======== SELECTED EXTRACT

Vaccine distrust is often rooted in the infamous Measles-Mumps-Rubella (MMR) vaccine study linked to autism,  along with the distrust surrounding the sped-up of manufacturing and the concerns about side effects. However, these issues, on top of systemic racism, which was brought up via the Black Lives Matter social movement, for Black patients rehashes unhealed wounds that relate to medicine’s discriminatory history.  

 

A poll by the Kaiser Family Foundation and the Undefeated found that around 70% of Black Americans believe that people are mistreated based on race or ethnicity when seeking medical care. Black people also make up 13% of the American population but account for 21% of deaths from COVID-19, and only 3% enroll in vaccine trials. This again raises an alarming concern about barriers to participation and the deep distrust that Black patients have to this day. 

 

These concerns and barriers relate to the Tuskegee Syphilis Study, patients being misdiagnosed, not heard, and being discriminated by healthcare providers who may be insensitive to their concerns and not accounting for the social determinants of health. Additionally, Black patients also prefer to have Black physicians tend to their care. Recent cases of Dr. Susan Moore, a Black physician who died at the hands of a racist hospital organization, and Black maternal mortality further shed light on the disparity and poor quality of care that Black patients receive. This further prevents Black patients from seeking help, leads to later diagnoses, and increases distrust with each generation.

================
======== DATA SHOWN

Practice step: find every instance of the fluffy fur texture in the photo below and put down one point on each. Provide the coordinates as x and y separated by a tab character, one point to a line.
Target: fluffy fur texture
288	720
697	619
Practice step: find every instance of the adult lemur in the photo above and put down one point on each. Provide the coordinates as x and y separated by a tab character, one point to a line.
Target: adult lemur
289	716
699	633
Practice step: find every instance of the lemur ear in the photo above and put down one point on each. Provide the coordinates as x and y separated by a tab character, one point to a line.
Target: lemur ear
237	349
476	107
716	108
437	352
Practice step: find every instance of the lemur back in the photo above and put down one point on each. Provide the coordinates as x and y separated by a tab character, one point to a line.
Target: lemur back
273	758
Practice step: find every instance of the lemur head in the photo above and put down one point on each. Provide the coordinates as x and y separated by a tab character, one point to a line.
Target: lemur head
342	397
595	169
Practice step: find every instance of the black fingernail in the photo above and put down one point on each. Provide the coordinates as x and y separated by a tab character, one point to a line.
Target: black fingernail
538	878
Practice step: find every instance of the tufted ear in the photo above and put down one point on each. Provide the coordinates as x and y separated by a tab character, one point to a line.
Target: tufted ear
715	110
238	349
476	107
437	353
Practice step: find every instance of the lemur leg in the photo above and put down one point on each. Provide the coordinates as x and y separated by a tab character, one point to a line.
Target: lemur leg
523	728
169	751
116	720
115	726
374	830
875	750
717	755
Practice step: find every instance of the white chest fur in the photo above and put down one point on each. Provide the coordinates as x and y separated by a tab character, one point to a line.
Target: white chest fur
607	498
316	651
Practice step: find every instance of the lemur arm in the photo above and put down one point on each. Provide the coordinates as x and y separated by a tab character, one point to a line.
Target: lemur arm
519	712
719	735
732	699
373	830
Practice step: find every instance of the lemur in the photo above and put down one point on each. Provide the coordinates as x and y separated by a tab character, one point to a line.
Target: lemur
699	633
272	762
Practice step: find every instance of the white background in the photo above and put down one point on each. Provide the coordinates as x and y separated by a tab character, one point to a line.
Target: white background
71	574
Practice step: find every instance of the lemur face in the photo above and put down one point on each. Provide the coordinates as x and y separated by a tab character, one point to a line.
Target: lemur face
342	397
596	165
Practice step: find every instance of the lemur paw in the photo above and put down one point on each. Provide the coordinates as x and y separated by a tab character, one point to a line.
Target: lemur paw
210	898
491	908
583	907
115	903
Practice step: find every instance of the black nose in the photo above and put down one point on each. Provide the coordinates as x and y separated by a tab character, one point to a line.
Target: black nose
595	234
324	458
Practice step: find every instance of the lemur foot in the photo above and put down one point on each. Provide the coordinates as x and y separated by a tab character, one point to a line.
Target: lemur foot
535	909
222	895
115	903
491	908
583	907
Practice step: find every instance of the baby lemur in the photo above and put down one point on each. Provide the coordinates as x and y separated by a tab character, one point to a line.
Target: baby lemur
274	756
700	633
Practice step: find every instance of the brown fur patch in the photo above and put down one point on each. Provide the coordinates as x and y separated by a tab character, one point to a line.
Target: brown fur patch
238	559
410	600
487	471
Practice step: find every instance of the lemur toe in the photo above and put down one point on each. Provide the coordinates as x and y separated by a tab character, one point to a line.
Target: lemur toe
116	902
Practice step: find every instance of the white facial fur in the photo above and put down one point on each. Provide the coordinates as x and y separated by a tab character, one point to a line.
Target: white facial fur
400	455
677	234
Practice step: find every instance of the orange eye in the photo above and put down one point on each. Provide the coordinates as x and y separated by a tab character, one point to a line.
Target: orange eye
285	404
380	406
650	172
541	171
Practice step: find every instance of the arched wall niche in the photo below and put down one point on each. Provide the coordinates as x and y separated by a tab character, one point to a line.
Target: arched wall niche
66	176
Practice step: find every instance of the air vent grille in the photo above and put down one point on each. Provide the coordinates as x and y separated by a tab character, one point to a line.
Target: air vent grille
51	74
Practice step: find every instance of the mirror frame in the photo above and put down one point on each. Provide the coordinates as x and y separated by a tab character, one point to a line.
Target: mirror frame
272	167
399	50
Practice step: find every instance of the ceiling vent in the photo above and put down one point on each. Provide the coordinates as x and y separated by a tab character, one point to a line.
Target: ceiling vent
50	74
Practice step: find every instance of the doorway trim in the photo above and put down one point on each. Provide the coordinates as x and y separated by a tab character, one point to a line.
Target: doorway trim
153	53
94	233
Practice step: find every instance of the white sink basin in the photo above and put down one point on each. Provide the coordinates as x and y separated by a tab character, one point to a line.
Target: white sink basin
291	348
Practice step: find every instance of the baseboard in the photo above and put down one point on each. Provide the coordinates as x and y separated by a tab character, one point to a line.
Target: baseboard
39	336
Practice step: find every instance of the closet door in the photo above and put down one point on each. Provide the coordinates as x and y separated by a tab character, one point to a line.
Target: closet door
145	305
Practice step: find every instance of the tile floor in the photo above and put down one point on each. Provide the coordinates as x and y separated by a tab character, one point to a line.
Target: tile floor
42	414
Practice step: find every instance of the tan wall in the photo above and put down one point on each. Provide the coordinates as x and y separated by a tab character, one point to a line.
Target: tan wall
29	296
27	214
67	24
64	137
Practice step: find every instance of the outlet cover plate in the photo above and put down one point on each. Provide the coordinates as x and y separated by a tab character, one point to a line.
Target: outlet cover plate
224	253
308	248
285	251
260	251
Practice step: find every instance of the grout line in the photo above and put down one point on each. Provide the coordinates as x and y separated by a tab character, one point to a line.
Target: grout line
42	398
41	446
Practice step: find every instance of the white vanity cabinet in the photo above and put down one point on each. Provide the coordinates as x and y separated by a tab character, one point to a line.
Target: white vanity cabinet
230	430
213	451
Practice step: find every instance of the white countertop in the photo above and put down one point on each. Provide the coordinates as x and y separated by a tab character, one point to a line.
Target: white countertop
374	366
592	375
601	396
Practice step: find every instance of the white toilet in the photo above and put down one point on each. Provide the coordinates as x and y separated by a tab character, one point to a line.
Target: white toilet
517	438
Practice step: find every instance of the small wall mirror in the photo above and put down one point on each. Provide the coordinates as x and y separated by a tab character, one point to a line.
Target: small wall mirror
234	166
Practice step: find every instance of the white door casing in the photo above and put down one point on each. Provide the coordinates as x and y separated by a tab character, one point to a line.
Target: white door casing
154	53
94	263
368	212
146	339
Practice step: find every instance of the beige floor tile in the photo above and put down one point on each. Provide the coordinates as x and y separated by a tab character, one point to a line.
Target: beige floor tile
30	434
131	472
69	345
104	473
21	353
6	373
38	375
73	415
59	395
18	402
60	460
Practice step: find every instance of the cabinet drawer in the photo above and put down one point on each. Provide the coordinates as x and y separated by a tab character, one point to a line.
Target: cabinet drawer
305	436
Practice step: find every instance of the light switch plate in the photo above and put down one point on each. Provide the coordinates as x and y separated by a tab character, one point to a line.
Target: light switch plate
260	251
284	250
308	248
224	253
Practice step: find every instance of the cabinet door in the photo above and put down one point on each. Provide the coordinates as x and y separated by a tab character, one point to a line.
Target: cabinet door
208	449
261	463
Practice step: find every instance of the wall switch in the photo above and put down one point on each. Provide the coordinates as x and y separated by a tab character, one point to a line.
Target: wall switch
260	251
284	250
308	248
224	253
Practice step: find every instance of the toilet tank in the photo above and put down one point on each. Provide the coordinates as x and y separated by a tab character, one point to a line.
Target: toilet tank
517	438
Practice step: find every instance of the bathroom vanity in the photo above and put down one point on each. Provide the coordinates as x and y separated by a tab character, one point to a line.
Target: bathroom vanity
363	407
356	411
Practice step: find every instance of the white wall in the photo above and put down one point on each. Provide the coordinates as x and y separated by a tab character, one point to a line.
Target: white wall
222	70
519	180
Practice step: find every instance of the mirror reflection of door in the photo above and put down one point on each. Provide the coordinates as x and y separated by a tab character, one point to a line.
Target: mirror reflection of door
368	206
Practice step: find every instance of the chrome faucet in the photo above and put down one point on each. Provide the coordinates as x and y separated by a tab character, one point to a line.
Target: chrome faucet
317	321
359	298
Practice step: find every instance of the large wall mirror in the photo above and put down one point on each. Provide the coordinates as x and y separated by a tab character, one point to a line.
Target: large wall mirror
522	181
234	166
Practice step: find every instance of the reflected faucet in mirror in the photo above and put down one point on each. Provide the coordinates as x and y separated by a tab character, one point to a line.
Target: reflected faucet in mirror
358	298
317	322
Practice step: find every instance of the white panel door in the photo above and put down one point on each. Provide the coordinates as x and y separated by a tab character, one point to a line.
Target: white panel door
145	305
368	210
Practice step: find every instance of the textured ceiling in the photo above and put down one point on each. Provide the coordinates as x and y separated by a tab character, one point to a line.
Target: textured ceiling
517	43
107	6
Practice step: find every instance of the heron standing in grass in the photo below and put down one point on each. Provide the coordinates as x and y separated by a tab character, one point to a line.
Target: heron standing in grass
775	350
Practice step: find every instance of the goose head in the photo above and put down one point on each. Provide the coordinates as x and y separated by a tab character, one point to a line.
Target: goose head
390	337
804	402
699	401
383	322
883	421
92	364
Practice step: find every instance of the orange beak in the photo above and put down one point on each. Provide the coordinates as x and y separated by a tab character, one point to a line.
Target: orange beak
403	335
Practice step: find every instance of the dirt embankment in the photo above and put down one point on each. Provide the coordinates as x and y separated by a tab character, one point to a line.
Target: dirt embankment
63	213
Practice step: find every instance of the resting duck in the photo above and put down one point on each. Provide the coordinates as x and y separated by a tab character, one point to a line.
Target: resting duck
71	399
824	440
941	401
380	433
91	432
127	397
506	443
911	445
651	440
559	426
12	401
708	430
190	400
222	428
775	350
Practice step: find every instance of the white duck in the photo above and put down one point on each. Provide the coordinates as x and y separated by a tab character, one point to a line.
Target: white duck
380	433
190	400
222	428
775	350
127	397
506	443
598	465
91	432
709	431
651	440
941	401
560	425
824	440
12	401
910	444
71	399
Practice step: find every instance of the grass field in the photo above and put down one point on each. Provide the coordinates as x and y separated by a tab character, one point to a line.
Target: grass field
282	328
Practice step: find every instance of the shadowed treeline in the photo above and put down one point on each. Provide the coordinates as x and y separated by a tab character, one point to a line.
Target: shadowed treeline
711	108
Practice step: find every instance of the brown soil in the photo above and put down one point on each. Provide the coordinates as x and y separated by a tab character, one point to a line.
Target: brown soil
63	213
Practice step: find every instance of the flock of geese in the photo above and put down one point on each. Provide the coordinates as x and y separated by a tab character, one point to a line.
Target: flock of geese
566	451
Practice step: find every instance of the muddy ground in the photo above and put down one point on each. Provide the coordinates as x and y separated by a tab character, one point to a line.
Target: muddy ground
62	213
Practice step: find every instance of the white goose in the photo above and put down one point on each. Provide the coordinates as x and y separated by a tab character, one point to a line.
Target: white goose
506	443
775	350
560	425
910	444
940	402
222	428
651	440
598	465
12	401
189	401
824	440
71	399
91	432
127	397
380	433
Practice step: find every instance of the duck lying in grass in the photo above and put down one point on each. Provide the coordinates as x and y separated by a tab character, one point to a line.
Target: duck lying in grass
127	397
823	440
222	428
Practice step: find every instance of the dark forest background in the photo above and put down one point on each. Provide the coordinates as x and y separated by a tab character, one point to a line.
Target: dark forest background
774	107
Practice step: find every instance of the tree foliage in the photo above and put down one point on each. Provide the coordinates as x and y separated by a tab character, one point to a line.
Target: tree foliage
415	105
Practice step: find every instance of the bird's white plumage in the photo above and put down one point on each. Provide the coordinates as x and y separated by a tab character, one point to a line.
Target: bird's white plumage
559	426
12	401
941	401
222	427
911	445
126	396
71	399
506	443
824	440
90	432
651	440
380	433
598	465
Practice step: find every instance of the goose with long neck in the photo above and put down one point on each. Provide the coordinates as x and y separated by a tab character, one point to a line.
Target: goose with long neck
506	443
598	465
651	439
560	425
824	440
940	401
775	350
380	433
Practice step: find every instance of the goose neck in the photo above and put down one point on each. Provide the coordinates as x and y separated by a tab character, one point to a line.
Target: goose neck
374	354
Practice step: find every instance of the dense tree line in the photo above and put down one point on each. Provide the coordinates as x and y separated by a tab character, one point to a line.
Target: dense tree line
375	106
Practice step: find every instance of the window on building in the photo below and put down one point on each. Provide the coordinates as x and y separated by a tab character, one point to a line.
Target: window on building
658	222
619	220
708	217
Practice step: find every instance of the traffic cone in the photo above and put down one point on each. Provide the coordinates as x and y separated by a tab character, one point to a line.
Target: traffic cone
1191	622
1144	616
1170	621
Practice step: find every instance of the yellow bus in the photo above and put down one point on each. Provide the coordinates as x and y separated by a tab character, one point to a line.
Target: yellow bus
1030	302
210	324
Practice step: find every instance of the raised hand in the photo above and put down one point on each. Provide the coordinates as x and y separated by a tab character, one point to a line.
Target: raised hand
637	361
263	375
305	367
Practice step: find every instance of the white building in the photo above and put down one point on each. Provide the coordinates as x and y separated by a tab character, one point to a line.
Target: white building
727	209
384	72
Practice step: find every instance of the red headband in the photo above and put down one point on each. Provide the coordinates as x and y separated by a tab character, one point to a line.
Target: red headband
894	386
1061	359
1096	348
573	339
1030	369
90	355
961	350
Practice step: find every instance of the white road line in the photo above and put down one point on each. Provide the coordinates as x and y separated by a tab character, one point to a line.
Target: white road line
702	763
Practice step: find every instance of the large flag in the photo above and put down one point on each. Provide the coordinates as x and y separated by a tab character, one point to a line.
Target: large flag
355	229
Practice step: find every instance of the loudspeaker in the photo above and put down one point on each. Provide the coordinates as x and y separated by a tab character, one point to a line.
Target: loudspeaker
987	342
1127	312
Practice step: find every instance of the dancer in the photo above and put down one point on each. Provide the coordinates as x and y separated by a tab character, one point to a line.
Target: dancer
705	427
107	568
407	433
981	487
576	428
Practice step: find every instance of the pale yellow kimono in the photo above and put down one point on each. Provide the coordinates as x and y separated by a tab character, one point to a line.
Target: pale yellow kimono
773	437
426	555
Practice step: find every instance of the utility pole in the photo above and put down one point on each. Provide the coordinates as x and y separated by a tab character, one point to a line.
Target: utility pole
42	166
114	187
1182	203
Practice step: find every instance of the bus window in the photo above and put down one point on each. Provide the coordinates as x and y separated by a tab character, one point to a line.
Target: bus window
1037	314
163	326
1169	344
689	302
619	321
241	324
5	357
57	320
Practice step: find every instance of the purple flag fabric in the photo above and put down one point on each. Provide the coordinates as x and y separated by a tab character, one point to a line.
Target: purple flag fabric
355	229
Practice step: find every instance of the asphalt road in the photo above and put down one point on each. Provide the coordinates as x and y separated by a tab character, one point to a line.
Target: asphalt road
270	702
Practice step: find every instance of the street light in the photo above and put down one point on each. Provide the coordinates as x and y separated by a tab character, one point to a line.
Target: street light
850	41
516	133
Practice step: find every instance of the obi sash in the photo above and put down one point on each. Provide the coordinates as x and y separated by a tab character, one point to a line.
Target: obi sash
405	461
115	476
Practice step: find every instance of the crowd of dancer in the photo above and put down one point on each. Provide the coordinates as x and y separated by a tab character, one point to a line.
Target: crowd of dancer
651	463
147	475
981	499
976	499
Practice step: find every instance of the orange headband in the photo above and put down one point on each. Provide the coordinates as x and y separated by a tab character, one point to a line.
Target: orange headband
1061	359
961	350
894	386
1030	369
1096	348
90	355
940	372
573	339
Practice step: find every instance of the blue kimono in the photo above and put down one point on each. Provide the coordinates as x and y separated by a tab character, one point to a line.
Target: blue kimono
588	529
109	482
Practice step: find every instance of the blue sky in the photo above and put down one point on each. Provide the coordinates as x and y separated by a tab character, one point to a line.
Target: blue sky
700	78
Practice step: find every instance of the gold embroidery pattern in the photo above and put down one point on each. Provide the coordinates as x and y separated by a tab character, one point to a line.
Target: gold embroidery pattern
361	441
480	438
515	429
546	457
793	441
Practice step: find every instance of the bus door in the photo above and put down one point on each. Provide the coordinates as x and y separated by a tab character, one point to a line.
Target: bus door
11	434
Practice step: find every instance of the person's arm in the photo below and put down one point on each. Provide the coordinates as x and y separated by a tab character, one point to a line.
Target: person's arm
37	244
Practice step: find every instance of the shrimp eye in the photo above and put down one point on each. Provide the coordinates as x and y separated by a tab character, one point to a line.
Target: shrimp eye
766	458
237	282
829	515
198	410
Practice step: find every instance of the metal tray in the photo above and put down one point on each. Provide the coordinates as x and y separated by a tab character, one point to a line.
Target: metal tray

================

### TASKS TO COMPLETE
1 – In the passage on vaccine distrust among Black patients, what share of COVID-19 deaths do Black people account for?
2 – Pick up the passage on vaccine distrust among Black patients after its final sentence and continue it.

### EXERCISE RESULTS
1 – Black people account for 21% of deaths from COVID-19.

2 –
 

Although I am not a Black woman and can never speak on the Black patient experience, I believe that it is my job to educate myself on matters that jeopardize patient care and violate the Hippocratic Oath that physicians have to take. Based on the research that I have done relating to how physicians can make Black patients feel more comfortable and start tackling medicine’s racist history, it is pivotal to involve Black physicians who can directly address these patients.  

Research shows that a COVID-prevention message delivered by a Black physician increased information-seeking behavior among Black patients as compared with watching the same message delivered by a non–racially concordant physician. These types of measures can help make more Black patients more open to the idea of getting vaccinated. For now, we must listen, check others when they express an anti-Black sentiment (whether they be friends, family, a teacher, whoever!), and raise our voices, but remember not to talk over other Black patients, peers, friends, and the community as a whole.